Lines of data:
** START **

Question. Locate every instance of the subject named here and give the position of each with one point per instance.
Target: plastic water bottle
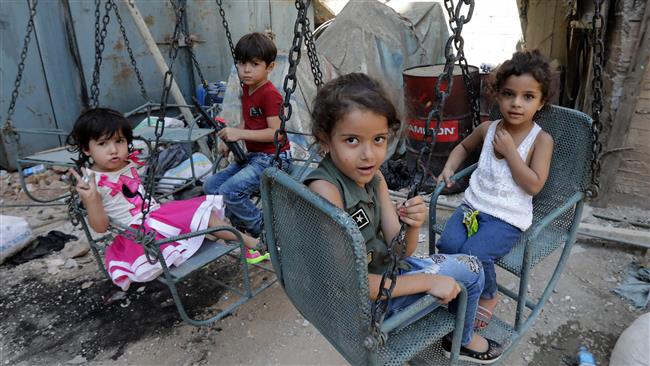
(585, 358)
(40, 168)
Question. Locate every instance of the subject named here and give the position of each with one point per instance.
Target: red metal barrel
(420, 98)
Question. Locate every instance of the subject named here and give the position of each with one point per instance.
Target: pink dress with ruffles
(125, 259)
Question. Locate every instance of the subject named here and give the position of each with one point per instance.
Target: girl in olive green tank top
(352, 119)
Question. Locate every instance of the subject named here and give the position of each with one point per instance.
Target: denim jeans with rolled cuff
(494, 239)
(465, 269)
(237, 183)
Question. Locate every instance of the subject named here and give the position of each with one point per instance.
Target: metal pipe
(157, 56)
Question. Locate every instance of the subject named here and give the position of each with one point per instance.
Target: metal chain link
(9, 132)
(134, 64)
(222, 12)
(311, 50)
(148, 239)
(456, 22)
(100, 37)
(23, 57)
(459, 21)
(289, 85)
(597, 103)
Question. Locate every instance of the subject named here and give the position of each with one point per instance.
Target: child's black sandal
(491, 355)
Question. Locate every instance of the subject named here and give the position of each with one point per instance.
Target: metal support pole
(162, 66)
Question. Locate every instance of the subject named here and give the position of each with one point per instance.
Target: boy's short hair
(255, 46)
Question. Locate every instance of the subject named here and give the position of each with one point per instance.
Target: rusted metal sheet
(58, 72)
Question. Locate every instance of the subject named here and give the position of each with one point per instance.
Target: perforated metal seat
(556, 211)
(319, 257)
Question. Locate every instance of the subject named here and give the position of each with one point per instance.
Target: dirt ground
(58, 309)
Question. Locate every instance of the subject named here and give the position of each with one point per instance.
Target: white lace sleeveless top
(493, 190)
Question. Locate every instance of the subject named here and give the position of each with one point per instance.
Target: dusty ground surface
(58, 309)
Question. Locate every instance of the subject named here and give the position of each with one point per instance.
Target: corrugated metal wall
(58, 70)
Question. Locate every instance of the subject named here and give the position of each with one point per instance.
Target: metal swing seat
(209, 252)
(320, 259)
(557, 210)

** END **

Each entry must be retyped word for word, with every image omitted.

Question. Locate every instance of the subject named here and give the position of each with one point per instance.
Target: plastic water bottle
(585, 358)
(40, 168)
Question. Locate every instance of the subject named here and give the position of each with one point per instance.
Target: red metal barrel
(420, 98)
Question. Locate every instance of the subject named here and give the position of each with one point per instance.
Target: pink dress with ruffles
(125, 259)
Question. Locate every instance of the subject named here and give the position of each with one point per instance.
Target: girl in olive green tank top
(352, 119)
Question. Locate every instance of the subject named here and give the position of each with one point per instance.
Target: denim jeans with rolled cuff
(494, 239)
(465, 269)
(237, 183)
Question. Locate every instance of the subject named here and give the position of each with one point per instance.
Target: metal pipe
(157, 56)
Question. Locate every instance of the subject named here and give the position of each with one point per instance.
Target: metal chain link
(9, 132)
(134, 64)
(222, 12)
(311, 50)
(148, 239)
(456, 22)
(100, 37)
(23, 57)
(459, 21)
(289, 85)
(597, 103)
Question. Locate every instance of the subject named here and give the position of each with one point per instance.
Target: child's black sandal
(491, 355)
Question. Locate every instance of the subject named here and give the position of each with one point per instance.
Target: metal support pole
(162, 66)
Question. Locate every instance of the subject named here and give the position of each with one point per instance.
Target: boy's short hair
(255, 46)
Question. Locate every instance of the subject named here and give the position of each with one point per instance.
Target: rusted metal sheet
(58, 72)
Question. Locate every instance of the subject named here and give the position of each with one point per instance.
Target: perforated metal seat
(556, 211)
(319, 257)
Question. Locate every instance of the subject named here and give the position of each with one point per instance.
Target: dirt ground
(58, 309)
Question. Locate every instance of the subject named here and give the position of each with one point per instance.
Target: white lace sleeveless top
(493, 190)
Question. Locate every instance of the subject named here and give the position of each with one point per instance.
Target: dusty ground surface
(58, 309)
Question. Locate every instance of the subject named here and give the position of each with one point per instance.
Target: corrugated metal wall
(58, 70)
Question. Locate every instance of the subject named here and give the position of each with one point per instance.
Target: metal swing seat
(209, 252)
(320, 259)
(557, 210)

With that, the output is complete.